__WHAT IS EXPECTED__:
Convert everything in the entries below, from the line containing "mountain face --coords pixels" down to the line containing "0L115 0L194 76L310", into a Markdown table with the columns Row and Line, omitting any blank lines.

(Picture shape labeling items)
-- Begin --
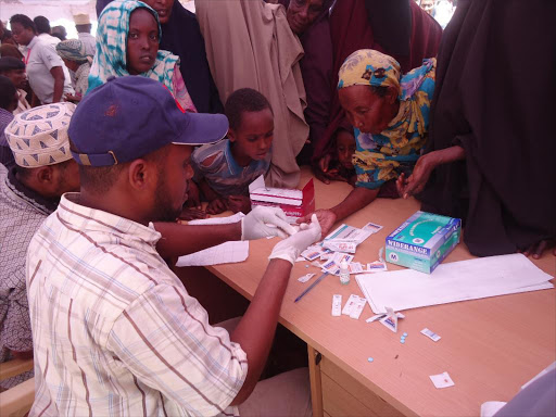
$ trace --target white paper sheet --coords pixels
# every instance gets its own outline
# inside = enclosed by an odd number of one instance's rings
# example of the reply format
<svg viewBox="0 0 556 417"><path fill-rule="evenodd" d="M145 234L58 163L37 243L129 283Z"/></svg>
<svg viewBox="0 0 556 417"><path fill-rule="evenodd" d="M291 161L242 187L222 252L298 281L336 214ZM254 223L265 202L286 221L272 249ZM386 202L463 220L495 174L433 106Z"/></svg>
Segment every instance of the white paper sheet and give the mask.
<svg viewBox="0 0 556 417"><path fill-rule="evenodd" d="M522 254L440 265L432 274L413 269L357 275L375 313L554 288L551 277Z"/></svg>
<svg viewBox="0 0 556 417"><path fill-rule="evenodd" d="M243 213L236 213L229 217L213 217L189 222L189 225L225 225L236 223L244 217ZM192 253L190 255L180 256L176 266L206 266L218 264L231 264L243 262L249 256L249 241L233 241L218 244Z"/></svg>

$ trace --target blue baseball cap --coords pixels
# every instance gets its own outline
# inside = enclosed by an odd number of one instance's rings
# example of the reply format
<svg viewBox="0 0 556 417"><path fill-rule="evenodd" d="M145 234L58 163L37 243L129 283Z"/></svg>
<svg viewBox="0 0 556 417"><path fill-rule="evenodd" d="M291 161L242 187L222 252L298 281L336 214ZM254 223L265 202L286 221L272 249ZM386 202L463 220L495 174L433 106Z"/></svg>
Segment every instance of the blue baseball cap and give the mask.
<svg viewBox="0 0 556 417"><path fill-rule="evenodd" d="M184 112L161 83L126 76L110 78L81 100L68 136L78 164L112 166L169 143L214 143L227 131L224 114Z"/></svg>

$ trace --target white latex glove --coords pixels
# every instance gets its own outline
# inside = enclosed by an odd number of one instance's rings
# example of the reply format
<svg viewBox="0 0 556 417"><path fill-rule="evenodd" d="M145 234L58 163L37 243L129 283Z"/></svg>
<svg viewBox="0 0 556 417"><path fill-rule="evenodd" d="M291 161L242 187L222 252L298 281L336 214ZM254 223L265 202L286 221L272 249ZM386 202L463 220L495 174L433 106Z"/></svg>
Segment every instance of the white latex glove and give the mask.
<svg viewBox="0 0 556 417"><path fill-rule="evenodd" d="M268 258L274 260L279 257L280 260L291 262L293 265L301 252L319 240L320 224L318 223L317 216L313 214L313 216L311 216L311 225L302 224L300 231L278 242Z"/></svg>
<svg viewBox="0 0 556 417"><path fill-rule="evenodd" d="M241 240L255 240L269 236L286 239L294 233L295 229L288 223L286 213L278 207L257 205L241 219Z"/></svg>

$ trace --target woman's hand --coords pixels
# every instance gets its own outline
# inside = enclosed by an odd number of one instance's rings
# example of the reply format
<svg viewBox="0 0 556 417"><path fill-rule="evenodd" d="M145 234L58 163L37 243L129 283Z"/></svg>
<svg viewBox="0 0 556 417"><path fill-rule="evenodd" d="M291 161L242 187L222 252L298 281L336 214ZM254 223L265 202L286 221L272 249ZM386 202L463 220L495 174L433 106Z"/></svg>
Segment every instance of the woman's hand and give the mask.
<svg viewBox="0 0 556 417"><path fill-rule="evenodd" d="M539 243L531 244L526 250L519 250L526 256L531 255L533 260L540 260L546 250L551 251L551 248L556 247L556 239L544 239ZM556 248L553 248L552 254L556 256Z"/></svg>
<svg viewBox="0 0 556 417"><path fill-rule="evenodd" d="M442 164L465 160L465 150L459 146L450 147L440 151L427 153L417 160L413 174L405 179L400 176L396 181L397 192L404 199L422 191L430 178L432 170Z"/></svg>
<svg viewBox="0 0 556 417"><path fill-rule="evenodd" d="M81 96L74 96L74 94L71 94L70 92L66 92L64 94L64 99L65 99L65 101L70 101L72 103L78 103L79 101L81 101Z"/></svg>
<svg viewBox="0 0 556 417"><path fill-rule="evenodd" d="M201 195L199 187L191 179L188 181L186 207L201 210Z"/></svg>
<svg viewBox="0 0 556 417"><path fill-rule="evenodd" d="M395 187L400 197L407 199L412 195L418 194L422 191L427 181L430 178L430 174L437 167L437 160L434 152L427 153L417 160L415 168L408 178L402 173L395 181Z"/></svg>
<svg viewBox="0 0 556 417"><path fill-rule="evenodd" d="M228 195L227 204L233 213L248 214L251 212L251 199L247 195Z"/></svg>
<svg viewBox="0 0 556 417"><path fill-rule="evenodd" d="M206 206L206 213L208 214L220 214L228 210L228 205L226 204L225 198L214 199Z"/></svg>

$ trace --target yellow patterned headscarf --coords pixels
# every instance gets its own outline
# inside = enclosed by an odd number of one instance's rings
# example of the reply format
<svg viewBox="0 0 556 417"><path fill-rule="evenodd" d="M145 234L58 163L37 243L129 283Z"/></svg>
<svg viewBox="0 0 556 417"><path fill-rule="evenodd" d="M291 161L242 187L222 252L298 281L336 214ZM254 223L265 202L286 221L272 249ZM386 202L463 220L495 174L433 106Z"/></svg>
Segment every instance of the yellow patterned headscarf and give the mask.
<svg viewBox="0 0 556 417"><path fill-rule="evenodd" d="M338 77L338 89L351 86L392 86L400 91L400 64L374 49L359 49L345 59Z"/></svg>

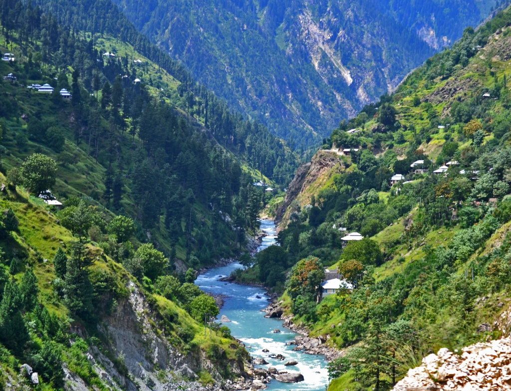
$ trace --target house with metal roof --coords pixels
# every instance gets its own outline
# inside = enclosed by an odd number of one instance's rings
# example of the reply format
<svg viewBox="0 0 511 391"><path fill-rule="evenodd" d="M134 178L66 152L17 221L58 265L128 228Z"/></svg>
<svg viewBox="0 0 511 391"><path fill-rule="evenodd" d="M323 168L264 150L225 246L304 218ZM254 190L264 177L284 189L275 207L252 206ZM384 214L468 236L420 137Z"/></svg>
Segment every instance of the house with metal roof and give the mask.
<svg viewBox="0 0 511 391"><path fill-rule="evenodd" d="M43 84L37 89L37 91L39 92L49 92L51 93L53 92L54 89L55 89L50 85L50 84Z"/></svg>
<svg viewBox="0 0 511 391"><path fill-rule="evenodd" d="M338 278L334 278L332 280L328 280L321 284L322 293L323 297L329 296L331 295L335 295L340 289L346 289L349 290L353 290L353 284L348 282L345 280L339 280Z"/></svg>

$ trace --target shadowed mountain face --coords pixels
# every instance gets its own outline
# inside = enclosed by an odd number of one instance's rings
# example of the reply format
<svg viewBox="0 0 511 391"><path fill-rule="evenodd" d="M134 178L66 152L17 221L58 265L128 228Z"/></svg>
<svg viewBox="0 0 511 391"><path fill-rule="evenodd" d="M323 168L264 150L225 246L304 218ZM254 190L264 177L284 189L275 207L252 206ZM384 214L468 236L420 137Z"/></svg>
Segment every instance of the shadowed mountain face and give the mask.
<svg viewBox="0 0 511 391"><path fill-rule="evenodd" d="M494 0L115 0L194 76L310 144L460 37Z"/></svg>

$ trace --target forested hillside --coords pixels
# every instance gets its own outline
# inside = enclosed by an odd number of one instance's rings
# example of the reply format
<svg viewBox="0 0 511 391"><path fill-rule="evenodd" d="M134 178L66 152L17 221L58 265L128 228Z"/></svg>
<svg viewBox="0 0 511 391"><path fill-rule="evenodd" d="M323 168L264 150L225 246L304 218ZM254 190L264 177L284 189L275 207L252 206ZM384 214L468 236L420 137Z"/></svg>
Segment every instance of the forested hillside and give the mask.
<svg viewBox="0 0 511 391"><path fill-rule="evenodd" d="M396 88L493 0L116 3L233 107L299 148ZM500 4L500 3L499 3ZM328 132L328 133L327 133Z"/></svg>
<svg viewBox="0 0 511 391"><path fill-rule="evenodd" d="M388 389L440 348L508 330L509 47L507 9L341 124L289 186L281 247L239 276L345 351L330 389ZM318 304L327 267L355 288Z"/></svg>
<svg viewBox="0 0 511 391"><path fill-rule="evenodd" d="M295 155L102 4L0 3L2 389L196 386L248 358L204 336L195 270L244 251L253 182L277 192Z"/></svg>

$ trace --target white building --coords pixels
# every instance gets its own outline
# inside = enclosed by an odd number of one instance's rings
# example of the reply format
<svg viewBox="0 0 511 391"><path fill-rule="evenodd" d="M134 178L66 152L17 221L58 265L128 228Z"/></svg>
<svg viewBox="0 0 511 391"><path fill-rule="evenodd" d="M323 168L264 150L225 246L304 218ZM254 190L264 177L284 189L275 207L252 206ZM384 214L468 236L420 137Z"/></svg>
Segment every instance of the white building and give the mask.
<svg viewBox="0 0 511 391"><path fill-rule="evenodd" d="M15 76L12 74L9 74L7 76L4 77L4 80L10 80L11 81L14 81L16 79L17 79L17 78L16 78L16 76Z"/></svg>
<svg viewBox="0 0 511 391"><path fill-rule="evenodd" d="M322 284L321 287L323 288L323 297L329 296L331 295L335 295L340 289L344 288L349 290L353 290L353 285L348 282L345 280L339 280L338 278L334 278L332 280L327 280Z"/></svg>
<svg viewBox="0 0 511 391"><path fill-rule="evenodd" d="M438 175L439 174L444 174L448 169L449 169L449 167L447 166L446 166L446 165L443 165L443 166L440 166L438 168L437 168L434 171L433 171L433 173L434 174L435 174L435 175Z"/></svg>
<svg viewBox="0 0 511 391"><path fill-rule="evenodd" d="M341 276L339 275L339 271L337 268L324 270L325 281L333 280L334 278L338 279Z"/></svg>
<svg viewBox="0 0 511 391"><path fill-rule="evenodd" d="M361 240L364 237L358 232L352 232L350 234L348 234L344 237L341 238L341 240L342 241L342 248L345 247L349 241L351 241L352 240Z"/></svg>
<svg viewBox="0 0 511 391"><path fill-rule="evenodd" d="M342 154L346 156L349 156L350 154L351 153L352 150L353 150L355 152L358 152L358 148L344 148L342 150Z"/></svg>
<svg viewBox="0 0 511 391"><path fill-rule="evenodd" d="M43 84L37 89L37 91L39 92L49 92L51 93L53 92L54 89L55 89L50 85L50 84Z"/></svg>
<svg viewBox="0 0 511 391"><path fill-rule="evenodd" d="M404 177L400 174L397 174L392 176L390 178L390 186L395 185L400 181L402 181L404 179Z"/></svg>
<svg viewBox="0 0 511 391"><path fill-rule="evenodd" d="M424 160L415 160L410 165L410 167L415 167L416 165L423 165L424 164Z"/></svg>
<svg viewBox="0 0 511 391"><path fill-rule="evenodd" d="M14 55L12 53L5 53L2 59L4 61L13 61L15 60Z"/></svg>
<svg viewBox="0 0 511 391"><path fill-rule="evenodd" d="M62 97L63 99L65 99L66 101L71 100L73 97L73 95L65 88L62 88L60 90L60 96Z"/></svg>

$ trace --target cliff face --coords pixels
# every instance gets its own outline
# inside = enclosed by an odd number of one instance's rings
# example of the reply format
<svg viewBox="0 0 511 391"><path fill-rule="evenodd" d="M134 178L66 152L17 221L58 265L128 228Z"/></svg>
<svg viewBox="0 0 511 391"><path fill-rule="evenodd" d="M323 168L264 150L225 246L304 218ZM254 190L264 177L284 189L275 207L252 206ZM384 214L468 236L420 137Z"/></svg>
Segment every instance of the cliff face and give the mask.
<svg viewBox="0 0 511 391"><path fill-rule="evenodd" d="M394 88L495 4L114 1L231 107L304 143Z"/></svg>
<svg viewBox="0 0 511 391"><path fill-rule="evenodd" d="M332 175L342 168L339 156L335 152L320 150L310 163L302 164L288 188L284 203L277 211L276 221L278 229L284 229L289 221L291 203L297 200L300 207L310 202L311 197L323 187Z"/></svg>

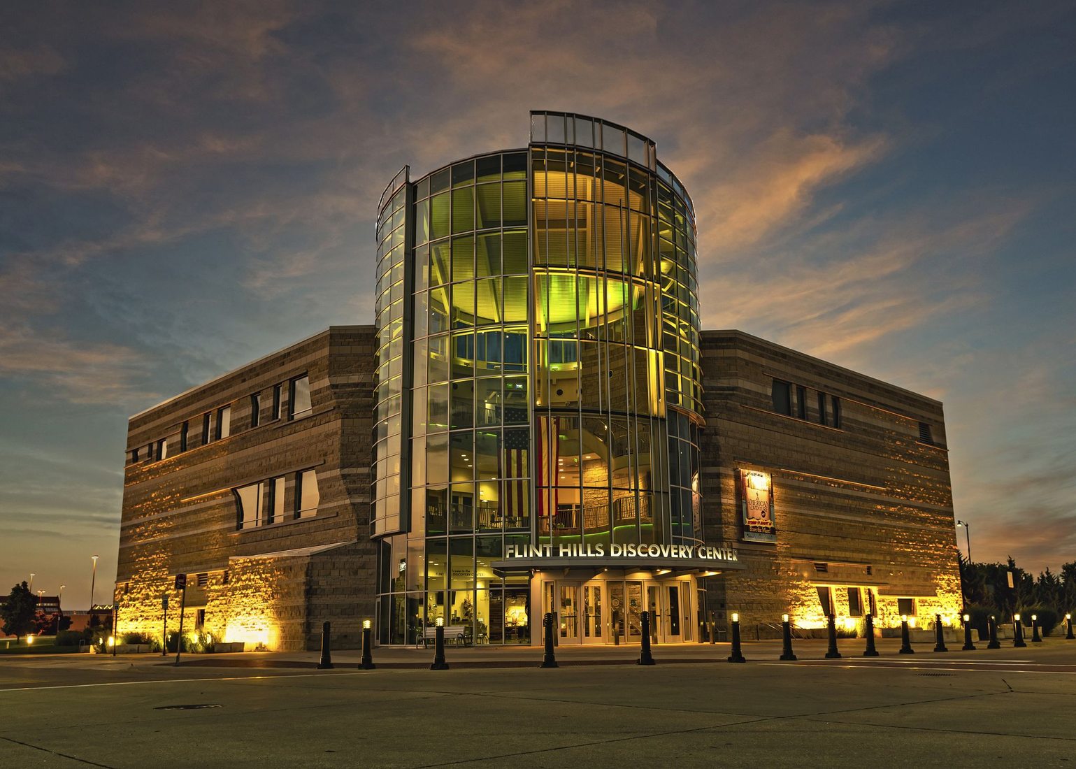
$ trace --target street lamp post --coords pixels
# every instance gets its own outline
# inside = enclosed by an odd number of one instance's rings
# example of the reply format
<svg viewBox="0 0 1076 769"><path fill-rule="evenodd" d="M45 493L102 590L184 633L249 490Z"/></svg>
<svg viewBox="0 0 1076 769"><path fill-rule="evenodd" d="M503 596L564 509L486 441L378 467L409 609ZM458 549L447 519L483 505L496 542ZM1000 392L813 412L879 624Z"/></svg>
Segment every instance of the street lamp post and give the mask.
<svg viewBox="0 0 1076 769"><path fill-rule="evenodd" d="M964 537L967 538L967 562L972 562L972 527L967 525L966 521L958 521L958 526L964 527Z"/></svg>
<svg viewBox="0 0 1076 769"><path fill-rule="evenodd" d="M97 585L97 556L94 558L94 575L89 578L89 611L94 611L94 587Z"/></svg>

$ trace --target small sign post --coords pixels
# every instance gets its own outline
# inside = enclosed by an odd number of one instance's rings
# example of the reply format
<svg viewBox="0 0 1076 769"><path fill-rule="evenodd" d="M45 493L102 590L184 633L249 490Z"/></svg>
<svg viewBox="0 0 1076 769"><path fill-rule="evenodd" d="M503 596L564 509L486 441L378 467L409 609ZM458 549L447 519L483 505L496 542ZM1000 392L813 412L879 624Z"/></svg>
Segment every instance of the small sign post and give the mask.
<svg viewBox="0 0 1076 769"><path fill-rule="evenodd" d="M183 610L187 608L187 575L175 575L175 589L183 590L180 594L180 635L175 639L175 665L180 665L180 653L183 651Z"/></svg>
<svg viewBox="0 0 1076 769"><path fill-rule="evenodd" d="M160 610L165 617L164 627L160 628L160 656L168 656L168 594L160 594Z"/></svg>

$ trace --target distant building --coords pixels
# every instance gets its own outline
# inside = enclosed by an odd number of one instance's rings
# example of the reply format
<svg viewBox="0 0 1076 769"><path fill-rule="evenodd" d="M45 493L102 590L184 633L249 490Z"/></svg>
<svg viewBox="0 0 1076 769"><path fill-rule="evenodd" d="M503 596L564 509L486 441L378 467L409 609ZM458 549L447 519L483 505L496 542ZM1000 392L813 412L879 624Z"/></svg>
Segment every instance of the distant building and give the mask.
<svg viewBox="0 0 1076 769"><path fill-rule="evenodd" d="M650 140L532 113L527 147L379 205L376 325L131 418L119 631L314 649L706 638L960 611L942 405L702 331L691 198ZM764 631L764 630L760 630Z"/></svg>

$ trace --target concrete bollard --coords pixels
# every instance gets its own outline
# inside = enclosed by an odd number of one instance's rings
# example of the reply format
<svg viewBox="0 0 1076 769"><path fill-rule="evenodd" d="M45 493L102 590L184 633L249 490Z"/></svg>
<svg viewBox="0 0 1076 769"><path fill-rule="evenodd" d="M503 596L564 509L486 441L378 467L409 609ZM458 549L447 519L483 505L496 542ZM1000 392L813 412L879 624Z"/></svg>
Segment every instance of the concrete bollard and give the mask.
<svg viewBox="0 0 1076 769"><path fill-rule="evenodd" d="M746 663L747 659L744 658L744 652L740 649L739 640L739 614L733 614L733 649L732 654L728 655L730 663Z"/></svg>
<svg viewBox="0 0 1076 769"><path fill-rule="evenodd" d="M911 647L911 637L908 635L908 616L901 616L901 654L915 654Z"/></svg>
<svg viewBox="0 0 1076 769"><path fill-rule="evenodd" d="M866 617L863 621L864 630L867 636L867 647L863 650L864 657L877 657L878 650L874 645L874 616L867 612Z"/></svg>
<svg viewBox="0 0 1076 769"><path fill-rule="evenodd" d="M332 651L329 649L329 623L322 623L322 661L317 664L318 670L332 669Z"/></svg>
<svg viewBox="0 0 1076 769"><path fill-rule="evenodd" d="M437 617L437 636L434 641L434 664L430 670L448 670L449 664L444 661L444 620Z"/></svg>
<svg viewBox="0 0 1076 769"><path fill-rule="evenodd" d="M372 640L371 640L370 637L372 635L373 633L372 633L372 631L370 629L370 621L369 620L364 620L363 621L363 659L358 664L358 667L362 668L363 670L373 670L374 667L377 667L373 664L373 650L371 649L371 646L373 645L373 643L372 643Z"/></svg>
<svg viewBox="0 0 1076 769"><path fill-rule="evenodd" d="M1023 625L1020 624L1020 615L1013 615L1013 646L1023 649L1028 644L1023 642Z"/></svg>
<svg viewBox="0 0 1076 769"><path fill-rule="evenodd" d="M934 651L948 652L945 645L945 635L942 631L942 615L934 615Z"/></svg>
<svg viewBox="0 0 1076 769"><path fill-rule="evenodd" d="M792 653L792 624L789 615L781 616L781 659L795 661L796 655Z"/></svg>
<svg viewBox="0 0 1076 769"><path fill-rule="evenodd" d="M542 617L542 640L546 644L546 656L542 657L543 668L558 668L556 657L553 655L553 615L549 612Z"/></svg>
<svg viewBox="0 0 1076 769"><path fill-rule="evenodd" d="M642 650L639 654L638 665L653 665L654 655L650 653L650 612L642 612Z"/></svg>
<svg viewBox="0 0 1076 769"><path fill-rule="evenodd" d="M830 637L830 647L825 651L825 658L839 659L840 652L837 651L837 617L833 614L825 618L825 630Z"/></svg>
<svg viewBox="0 0 1076 769"><path fill-rule="evenodd" d="M1001 649L1002 644L997 640L997 620L991 614L987 618L987 635L990 636L990 642L987 644L987 649Z"/></svg>
<svg viewBox="0 0 1076 769"><path fill-rule="evenodd" d="M964 645L960 650L962 652L974 652L975 644L972 643L972 615L964 615Z"/></svg>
-- End --
__EXERCISE ANSWER__:
| Row | Line |
|---|---|
| 1 | $ trace --target shadowed mountain face --coords pixels |
| 2 | # every instance gets its own outline |
| 3 | # inside = enclosed by an odd number of one instance's rings |
| 4 | # example of the reply format |
| 5 | <svg viewBox="0 0 511 391"><path fill-rule="evenodd" d="M134 178L66 152L17 221L58 265L128 228Z"/></svg> |
| 6 | <svg viewBox="0 0 511 391"><path fill-rule="evenodd" d="M323 168L264 150L225 246L304 218ZM254 190L264 177L284 189L275 207L252 206ZM384 214L468 236L420 137Z"/></svg> |
| 7 | Segment every instance of the shadowed mountain face and give the mask. |
| 8 | <svg viewBox="0 0 511 391"><path fill-rule="evenodd" d="M494 0L115 0L194 76L310 144L460 37Z"/></svg> |